#### Passage provided
One of the Country's largest city parks, Mount Helena, offers a few differences compared to surrounding geologic formations. It is made up of ancient 520 million-year-old Cambrian rocks including limestone, shale, and sandstone. As you descend from the top, you traverse across the following formations:

  • Pilgrim Limestone: Light-medium grey limestone and dolomite with minor talc
  • Park Shale: Dull greenish-grey shale in saddle between north cliffs and peak
  • Meagher Limestone: Light-grey limestone forming the north cliffs
  • Wolsey Shale: Pale green, grey, reddish-brown shale; exposed on north slopes and in Reeder's Alley
  • Flathead Sandstone: Yellow/reddish-brown/white, cross-bedded sandstone and quartzite; outcrops near the Woolston reservoir
  • Helena Dolomite: Pale tan-grey dolomite bedrock

Structurally, the layered rocks of Mount Helena form a syncline, which is basically a trough-shaped fold that in this case plunges down toward the southeast. At the base of Mount Helena, the now inactive Woolston Fault trends north-south under the reservoirs and truncates the east side of the syncline. Using a bit of imagination, you can get a sense of the layout of the rocks while viewing the mountain from the Spring Meadow Lake area. 

The South Hills area of town consists of thick Paleozoic sedimentary rocks, uplifted and tilted down to the south, exposing the Devonian-age Jefferson dolomite, Three Forks shale, and Mississippian Madison limestone atop Mount Ascension.

#### Data section
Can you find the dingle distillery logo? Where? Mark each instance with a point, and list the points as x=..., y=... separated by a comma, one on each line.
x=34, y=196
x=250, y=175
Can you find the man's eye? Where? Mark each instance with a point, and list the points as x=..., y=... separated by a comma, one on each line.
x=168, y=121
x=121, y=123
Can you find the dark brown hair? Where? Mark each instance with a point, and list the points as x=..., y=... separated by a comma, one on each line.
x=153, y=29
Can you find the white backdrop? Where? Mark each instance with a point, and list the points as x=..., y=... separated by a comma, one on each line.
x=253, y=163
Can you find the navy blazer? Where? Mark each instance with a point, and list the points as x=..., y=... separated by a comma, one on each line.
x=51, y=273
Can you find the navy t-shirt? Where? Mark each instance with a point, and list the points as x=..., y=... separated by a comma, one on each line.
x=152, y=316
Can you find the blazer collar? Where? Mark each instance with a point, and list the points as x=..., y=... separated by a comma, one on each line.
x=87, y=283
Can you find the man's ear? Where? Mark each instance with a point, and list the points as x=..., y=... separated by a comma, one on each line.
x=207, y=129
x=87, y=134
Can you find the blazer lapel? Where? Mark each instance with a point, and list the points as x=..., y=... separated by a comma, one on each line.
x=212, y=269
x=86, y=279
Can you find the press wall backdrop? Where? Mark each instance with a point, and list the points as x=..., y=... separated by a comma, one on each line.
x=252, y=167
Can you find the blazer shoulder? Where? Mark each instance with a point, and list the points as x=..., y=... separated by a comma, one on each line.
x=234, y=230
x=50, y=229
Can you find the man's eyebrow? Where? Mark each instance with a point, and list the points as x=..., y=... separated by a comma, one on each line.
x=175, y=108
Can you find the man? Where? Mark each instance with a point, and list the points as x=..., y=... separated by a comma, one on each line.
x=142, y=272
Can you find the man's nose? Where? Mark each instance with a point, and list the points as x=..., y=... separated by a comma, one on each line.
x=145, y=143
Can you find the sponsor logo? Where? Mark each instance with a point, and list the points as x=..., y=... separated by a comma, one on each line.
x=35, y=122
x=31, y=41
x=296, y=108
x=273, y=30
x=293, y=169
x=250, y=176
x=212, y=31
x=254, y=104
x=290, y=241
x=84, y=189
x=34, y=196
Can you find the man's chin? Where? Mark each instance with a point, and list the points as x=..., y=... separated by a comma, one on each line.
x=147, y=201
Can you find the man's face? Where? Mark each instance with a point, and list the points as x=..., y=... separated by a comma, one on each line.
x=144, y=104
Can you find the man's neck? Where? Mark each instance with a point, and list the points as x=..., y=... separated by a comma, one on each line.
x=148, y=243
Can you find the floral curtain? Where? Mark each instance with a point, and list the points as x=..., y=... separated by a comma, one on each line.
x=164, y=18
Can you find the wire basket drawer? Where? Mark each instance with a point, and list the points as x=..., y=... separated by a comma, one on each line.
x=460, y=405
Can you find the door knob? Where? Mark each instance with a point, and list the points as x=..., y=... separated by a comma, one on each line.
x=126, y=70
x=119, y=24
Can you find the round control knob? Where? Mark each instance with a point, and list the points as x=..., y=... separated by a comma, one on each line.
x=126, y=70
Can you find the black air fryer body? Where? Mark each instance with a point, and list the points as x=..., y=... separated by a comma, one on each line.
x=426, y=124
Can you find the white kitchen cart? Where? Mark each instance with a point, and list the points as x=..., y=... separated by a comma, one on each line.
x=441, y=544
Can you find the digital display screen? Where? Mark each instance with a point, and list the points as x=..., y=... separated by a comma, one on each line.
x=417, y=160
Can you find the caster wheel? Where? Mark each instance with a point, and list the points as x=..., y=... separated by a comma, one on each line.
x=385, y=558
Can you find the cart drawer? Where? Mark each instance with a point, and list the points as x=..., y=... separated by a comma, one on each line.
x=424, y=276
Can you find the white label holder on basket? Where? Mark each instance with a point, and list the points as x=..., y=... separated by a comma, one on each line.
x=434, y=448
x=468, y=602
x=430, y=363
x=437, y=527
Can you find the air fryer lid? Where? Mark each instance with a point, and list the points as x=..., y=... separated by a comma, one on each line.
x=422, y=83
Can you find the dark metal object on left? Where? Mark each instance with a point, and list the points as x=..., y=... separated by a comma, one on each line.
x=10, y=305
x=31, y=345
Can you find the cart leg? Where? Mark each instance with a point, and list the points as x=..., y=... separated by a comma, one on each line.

#### To do
1. Which rock formations does the Mount Helena geology passage name as the ones you cross while descending from the top of Mount Helena?
2. Extend the Mount Helena geology passage, picking up right after its final sentence.
The items come from a separate source, not from the Mount Helena geology passage.

#### Answers for the exercise
1. Pilgrim Limestone, Park Shale, Meagher Limestone, Wolsey Shale, Flathead Sandstone, Helena Dolomite

2.
As you look north from town, you will notice the Sleeping Giant (Beartooth Mountain) keeping his ever-vigilant watch over the valley. Actually, the entire head of the Giant is similar to the purple-brown shonkinite plug of the Adel volcanics that outcrop further to the northeast. The prominent chest at 6,800 feet is composed of Precambrian Belt Ravalli formation rocks (quartzite, argillite, and shale) and Pritchard formation rocks (banded slate with interbedded sandstone). Much of the hard black slate used as building and landscaping rock around downtown Helena is from Towhead Gulch that forms the gap between the legs and feet of the Giant.

Piecing the Puzzle Together

And now for the tricky part. The Helena Valley is a topographic and structural intermontane basin. Long after all the Precambrian, Paleozoic, and Mesozoic rocks were laid down, the Boulder batholith intruded south of Helena. Other small granitic stocks (up to 80 million years old) also intruded into the Helena dolomite to form resistant mounds such as the one underlying Carroll College. East-west extension then pulled apart the mountains that had formed during late Cretaceous time (65 million years ago) to begin forming the valley about 50 million years ago (Eocene time). As a result of this regional extension, the Precambrian Helena dolomite bedrock was dropped down along steep faults. During middle Miocene time (16 million years ago), renewed extension and basin subsidence continued to form the valley depression.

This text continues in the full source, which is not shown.